▶ [TASK DESCRIPTION]:
What you return must match the records below exactly, down to each character.

═══ DATA SHOWN

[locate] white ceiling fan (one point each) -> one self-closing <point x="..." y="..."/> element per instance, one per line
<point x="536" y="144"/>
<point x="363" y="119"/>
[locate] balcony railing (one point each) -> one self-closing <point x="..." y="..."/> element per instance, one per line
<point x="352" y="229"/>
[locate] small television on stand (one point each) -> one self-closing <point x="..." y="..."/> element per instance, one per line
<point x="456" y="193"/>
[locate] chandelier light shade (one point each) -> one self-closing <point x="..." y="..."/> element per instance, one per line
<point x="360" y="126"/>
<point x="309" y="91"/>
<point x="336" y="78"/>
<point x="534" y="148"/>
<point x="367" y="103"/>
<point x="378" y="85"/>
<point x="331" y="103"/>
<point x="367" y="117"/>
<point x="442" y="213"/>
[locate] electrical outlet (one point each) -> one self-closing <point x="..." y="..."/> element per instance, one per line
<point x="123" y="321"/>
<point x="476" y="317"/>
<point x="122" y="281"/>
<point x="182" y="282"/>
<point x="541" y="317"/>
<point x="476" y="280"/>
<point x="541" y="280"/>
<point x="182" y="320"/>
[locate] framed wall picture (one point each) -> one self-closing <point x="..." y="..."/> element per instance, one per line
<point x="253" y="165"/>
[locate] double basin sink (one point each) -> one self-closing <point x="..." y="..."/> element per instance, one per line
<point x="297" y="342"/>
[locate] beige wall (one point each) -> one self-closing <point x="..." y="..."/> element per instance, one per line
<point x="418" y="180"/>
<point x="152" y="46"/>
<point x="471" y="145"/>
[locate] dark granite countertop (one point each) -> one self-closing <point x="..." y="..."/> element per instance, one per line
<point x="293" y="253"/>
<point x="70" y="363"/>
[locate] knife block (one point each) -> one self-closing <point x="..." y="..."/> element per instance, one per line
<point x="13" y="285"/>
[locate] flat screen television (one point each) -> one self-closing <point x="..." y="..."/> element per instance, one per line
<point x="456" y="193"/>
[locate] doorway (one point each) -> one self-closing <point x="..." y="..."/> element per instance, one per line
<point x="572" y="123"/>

══════

▶ [THE ANSWER]:
[locate] white ceiling fan (one point each) -> one self-closing <point x="..." y="..."/> element per instance, one per line
<point x="536" y="144"/>
<point x="363" y="119"/>
[locate] balcony railing (one point each) -> one self-closing <point x="..." y="..."/> element per instance, one per line
<point x="352" y="229"/>
[locate] small television on stand (one point each) -> one self-closing <point x="..." y="..."/> element per instance, one per line
<point x="456" y="193"/>
[locate] chandelier light shade (one point each) -> one self-closing <point x="..." y="..."/> element per instance, one per line
<point x="360" y="126"/>
<point x="309" y="91"/>
<point x="336" y="78"/>
<point x="534" y="148"/>
<point x="367" y="103"/>
<point x="378" y="85"/>
<point x="331" y="103"/>
<point x="367" y="117"/>
<point x="442" y="213"/>
[locate] electrical outlet (one point each) -> one self-closing <point x="..." y="..."/> element per instance, one per line
<point x="123" y="321"/>
<point x="476" y="317"/>
<point x="122" y="281"/>
<point x="182" y="282"/>
<point x="541" y="317"/>
<point x="476" y="280"/>
<point x="541" y="280"/>
<point x="182" y="320"/>
[locate] framed wall picture (one point each) -> one self-closing <point x="..." y="..."/> element per instance, one per line
<point x="253" y="165"/>
[locate] double basin sink (one point each) -> one self-closing <point x="..." y="..."/> element per instance, one per line
<point x="297" y="342"/>
[locate] beige wall (one point each) -> one self-closing <point x="..." y="..."/> element per instance, one per line
<point x="418" y="180"/>
<point x="152" y="46"/>
<point x="471" y="145"/>
[locate] dark granite countertop (one point each) -> one self-closing <point x="..." y="..."/> element per instance, one per line
<point x="293" y="253"/>
<point x="70" y="363"/>
[locate] knife block (one point each) -> one self-closing <point x="..." y="..."/> element per instance, one per line
<point x="13" y="285"/>
[locate] flat screen television (one point each) -> one self-closing <point x="..." y="..."/> element per instance, one per line
<point x="456" y="193"/>
[locate] doorway (one point each) -> one self-closing <point x="..." y="..."/> element per instance, one per line
<point x="572" y="123"/>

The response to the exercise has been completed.